Schmutzige Scheidung: Auslegung einer Unterlassungserklärung
OLG Brandenburg v. 5.2.2025 - 9 UF 169/24
Der Sachverhalt:
Die Beteiligten sind 2023 rechtskräftig geschieden worden. Im Zusammenhang mit der Scheidung war es zu erheblichen Streitigkeiten gekommen. Nachdem sich die Antragstellerin durch vom Antragsgegner getätigte Äußerungen angegriffen bis hin beleidigt gefühlt und ihn wegen deliktischer Straftaten abgemahnt hatte, unterzeichnete dieser am 18.5.2022 eine Unterlassungserklärung. Darin verpflichtete er sich - bei Meidung einer für jeden Fall der schuldhaften Zuwiderhandlung an die Antragstellerin zu zahlenden Vertragsstrafe i.H.v. 3.000 € - es zu unterlassen, der Antragstellerin gegenüber bestimmte näher aufgeführte Erklärungen abzugeben, u.a. diejenige Du bist so unwiderruflich abscheulich!.

**Aufgabe 1:** Schreib den Text über die Unterlassungserklärung oben vollständig und ohne jede Änderung noch einmal ab.
**Aufgabe 2:** Geh die Einträge unten durch und schreib jede Zeile heraus, in der die Zeichenfolge „ketchup“ vorkommt.

**Vorliegende Angaben:**

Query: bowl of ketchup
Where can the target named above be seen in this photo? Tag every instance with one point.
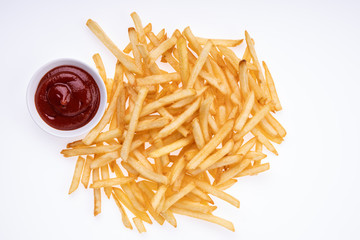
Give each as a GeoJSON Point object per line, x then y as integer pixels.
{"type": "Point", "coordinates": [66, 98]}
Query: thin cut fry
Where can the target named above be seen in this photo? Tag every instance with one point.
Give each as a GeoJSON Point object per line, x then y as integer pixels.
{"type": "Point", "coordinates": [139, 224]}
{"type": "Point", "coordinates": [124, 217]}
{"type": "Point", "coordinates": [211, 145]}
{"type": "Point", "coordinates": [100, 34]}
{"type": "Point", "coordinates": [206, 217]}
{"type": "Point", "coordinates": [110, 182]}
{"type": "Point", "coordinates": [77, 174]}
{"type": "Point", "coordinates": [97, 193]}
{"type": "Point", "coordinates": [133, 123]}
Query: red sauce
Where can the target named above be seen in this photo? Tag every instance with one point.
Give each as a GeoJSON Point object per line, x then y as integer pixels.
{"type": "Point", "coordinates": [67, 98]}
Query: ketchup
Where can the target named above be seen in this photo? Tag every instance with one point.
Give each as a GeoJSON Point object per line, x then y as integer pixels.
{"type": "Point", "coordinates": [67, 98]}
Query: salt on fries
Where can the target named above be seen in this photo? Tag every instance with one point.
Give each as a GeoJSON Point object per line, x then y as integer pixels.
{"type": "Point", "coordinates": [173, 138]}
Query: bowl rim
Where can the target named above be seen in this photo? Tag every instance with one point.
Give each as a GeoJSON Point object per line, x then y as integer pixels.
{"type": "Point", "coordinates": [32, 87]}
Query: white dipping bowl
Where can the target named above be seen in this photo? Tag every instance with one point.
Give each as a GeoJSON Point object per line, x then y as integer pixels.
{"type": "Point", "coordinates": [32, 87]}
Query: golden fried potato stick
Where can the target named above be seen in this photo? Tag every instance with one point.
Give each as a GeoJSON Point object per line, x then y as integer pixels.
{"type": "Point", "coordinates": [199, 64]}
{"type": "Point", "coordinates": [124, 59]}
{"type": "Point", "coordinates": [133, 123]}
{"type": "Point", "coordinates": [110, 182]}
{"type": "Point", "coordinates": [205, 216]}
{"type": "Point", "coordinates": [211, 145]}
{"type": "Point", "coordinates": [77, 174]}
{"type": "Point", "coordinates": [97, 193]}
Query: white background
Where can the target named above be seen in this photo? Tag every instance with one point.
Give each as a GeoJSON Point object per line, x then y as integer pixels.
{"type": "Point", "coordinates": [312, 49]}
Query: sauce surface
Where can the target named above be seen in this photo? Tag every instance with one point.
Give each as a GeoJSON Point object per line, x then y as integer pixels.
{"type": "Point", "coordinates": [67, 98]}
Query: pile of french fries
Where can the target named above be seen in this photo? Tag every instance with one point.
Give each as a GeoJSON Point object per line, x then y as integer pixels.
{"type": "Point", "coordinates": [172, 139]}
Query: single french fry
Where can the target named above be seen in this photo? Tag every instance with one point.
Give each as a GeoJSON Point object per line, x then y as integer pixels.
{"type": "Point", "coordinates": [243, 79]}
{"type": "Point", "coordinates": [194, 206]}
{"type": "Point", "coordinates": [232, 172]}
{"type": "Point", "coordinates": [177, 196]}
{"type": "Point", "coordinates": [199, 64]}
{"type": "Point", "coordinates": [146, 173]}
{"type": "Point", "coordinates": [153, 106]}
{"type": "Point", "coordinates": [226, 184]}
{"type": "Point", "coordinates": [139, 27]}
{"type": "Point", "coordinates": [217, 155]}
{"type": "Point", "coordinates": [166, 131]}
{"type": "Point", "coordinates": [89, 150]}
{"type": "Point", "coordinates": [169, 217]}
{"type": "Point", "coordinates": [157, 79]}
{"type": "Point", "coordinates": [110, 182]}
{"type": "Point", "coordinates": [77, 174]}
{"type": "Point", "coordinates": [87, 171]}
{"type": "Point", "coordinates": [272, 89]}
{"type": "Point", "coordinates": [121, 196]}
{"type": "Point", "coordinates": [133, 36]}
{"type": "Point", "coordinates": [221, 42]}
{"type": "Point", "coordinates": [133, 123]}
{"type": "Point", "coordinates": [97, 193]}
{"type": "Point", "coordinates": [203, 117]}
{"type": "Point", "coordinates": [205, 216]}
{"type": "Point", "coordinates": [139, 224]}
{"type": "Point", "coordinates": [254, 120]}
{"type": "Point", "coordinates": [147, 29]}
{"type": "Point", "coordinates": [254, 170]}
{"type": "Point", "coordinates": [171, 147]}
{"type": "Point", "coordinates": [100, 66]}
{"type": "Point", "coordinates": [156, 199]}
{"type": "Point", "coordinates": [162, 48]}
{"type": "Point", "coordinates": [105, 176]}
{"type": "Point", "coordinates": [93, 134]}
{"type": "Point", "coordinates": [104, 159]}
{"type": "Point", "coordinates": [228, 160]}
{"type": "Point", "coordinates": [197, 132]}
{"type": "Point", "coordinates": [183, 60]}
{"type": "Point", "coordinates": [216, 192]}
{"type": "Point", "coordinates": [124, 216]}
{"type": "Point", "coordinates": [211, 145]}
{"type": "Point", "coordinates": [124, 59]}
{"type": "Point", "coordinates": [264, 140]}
* * *
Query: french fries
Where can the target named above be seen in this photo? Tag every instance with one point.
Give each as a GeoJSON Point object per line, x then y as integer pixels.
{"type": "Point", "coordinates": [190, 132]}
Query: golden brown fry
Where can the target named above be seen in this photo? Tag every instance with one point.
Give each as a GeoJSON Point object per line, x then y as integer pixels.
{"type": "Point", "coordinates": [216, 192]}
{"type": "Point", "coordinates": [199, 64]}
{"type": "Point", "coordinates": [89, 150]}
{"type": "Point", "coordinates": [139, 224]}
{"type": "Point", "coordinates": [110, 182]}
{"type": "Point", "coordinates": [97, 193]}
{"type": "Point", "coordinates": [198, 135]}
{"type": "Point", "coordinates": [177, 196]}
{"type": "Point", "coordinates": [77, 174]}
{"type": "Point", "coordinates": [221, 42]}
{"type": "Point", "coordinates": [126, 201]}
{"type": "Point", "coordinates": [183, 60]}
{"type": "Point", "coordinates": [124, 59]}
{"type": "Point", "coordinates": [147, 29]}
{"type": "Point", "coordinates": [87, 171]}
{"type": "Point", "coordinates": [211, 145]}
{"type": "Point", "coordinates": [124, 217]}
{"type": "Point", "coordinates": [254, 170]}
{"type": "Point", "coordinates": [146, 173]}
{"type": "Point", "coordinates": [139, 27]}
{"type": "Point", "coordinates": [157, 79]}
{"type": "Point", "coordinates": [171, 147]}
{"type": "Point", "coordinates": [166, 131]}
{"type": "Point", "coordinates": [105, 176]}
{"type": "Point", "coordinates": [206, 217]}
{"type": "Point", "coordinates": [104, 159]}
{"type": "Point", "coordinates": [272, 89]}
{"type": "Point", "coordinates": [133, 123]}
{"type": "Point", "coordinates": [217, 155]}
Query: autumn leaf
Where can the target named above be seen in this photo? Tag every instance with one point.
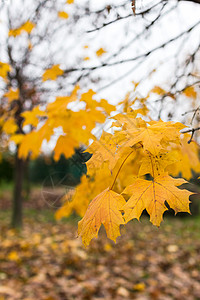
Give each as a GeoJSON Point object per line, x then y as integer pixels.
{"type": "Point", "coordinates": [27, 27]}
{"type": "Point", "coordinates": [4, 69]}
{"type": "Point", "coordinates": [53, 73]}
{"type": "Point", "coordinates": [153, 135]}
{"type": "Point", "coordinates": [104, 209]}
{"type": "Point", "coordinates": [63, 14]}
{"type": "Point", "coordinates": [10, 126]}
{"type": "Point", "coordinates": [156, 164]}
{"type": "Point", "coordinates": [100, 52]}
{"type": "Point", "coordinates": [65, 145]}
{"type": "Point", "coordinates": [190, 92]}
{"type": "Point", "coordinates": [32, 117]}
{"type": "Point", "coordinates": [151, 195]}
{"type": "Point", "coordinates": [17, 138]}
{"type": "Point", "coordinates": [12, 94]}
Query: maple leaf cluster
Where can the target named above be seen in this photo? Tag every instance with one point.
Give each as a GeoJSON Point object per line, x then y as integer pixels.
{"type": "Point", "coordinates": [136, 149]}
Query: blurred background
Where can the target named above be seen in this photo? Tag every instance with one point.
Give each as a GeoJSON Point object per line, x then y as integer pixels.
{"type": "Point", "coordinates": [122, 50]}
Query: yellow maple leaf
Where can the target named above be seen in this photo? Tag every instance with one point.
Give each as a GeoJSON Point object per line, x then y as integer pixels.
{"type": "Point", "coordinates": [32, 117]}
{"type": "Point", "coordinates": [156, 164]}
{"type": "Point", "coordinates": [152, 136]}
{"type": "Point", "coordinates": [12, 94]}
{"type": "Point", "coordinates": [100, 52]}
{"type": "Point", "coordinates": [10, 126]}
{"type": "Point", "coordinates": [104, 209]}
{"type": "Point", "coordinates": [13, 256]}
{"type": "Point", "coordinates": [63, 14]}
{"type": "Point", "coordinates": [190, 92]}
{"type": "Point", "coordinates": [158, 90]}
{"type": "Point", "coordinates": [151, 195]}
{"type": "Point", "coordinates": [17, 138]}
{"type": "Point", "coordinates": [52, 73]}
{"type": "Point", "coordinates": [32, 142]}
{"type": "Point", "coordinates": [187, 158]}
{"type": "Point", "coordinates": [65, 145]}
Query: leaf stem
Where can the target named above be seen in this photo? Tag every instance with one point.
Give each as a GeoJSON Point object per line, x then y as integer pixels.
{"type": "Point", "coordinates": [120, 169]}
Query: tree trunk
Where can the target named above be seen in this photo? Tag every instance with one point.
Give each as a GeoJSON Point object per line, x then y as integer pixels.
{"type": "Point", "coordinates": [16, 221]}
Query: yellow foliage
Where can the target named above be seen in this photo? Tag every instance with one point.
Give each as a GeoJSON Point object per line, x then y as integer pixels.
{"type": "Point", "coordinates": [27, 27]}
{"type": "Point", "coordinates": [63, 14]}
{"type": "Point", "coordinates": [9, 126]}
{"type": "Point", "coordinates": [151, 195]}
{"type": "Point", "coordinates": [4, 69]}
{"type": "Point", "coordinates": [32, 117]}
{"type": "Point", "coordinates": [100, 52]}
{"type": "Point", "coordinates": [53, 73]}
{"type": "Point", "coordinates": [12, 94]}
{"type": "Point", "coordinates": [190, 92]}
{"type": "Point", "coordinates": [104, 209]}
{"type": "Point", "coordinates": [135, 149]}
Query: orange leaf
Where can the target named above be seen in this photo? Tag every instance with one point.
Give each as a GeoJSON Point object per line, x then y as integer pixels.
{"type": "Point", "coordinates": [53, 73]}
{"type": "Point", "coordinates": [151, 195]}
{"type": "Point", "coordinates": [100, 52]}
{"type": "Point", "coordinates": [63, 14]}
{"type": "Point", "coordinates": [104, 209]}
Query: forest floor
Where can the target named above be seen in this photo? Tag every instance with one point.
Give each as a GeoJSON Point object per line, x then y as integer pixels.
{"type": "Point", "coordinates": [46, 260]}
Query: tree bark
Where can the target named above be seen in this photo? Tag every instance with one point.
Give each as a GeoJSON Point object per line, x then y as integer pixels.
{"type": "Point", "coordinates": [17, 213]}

**Richtiges Ergebnis 1:**
Schmutzige Scheidung: Auslegung einer Unterlassungserklärung
OLG Brandenburg v. 5.2.2025 - 9 UF 169/24
Der Sachverhalt:
Die Beteiligten sind 2023 rechtskräftig geschieden worden. Im Zusammenhang mit der Scheidung war es zu erheblichen Streitigkeiten gekommen. Nachdem sich die Antragstellerin durch vom Antragsgegner getätigte Äußerungen angegriffen bis hin beleidigt gefühlt und ihn wegen deliktischer Straftaten abgemahnt hatte, unterzeichnete dieser am 18.5.2022 eine Unterlassungserklärung. Darin verpflichtete er sich - bei Meidung einer für jeden Fall der schuldhaften Zuwiderhandlung an die Antragstellerin zu zahlenden Vertragsstrafe i.H.v. 3.000 € - es zu unterlassen, der Antragstellerin gegenüber bestimmte näher aufgeführte Erklärungen abzugeben, u.a. diejenige Du bist so unwiderruflich abscheulich!.

**Richtiges Ergebnis 2:**
Query: bowl of ketchup
Query: ketchup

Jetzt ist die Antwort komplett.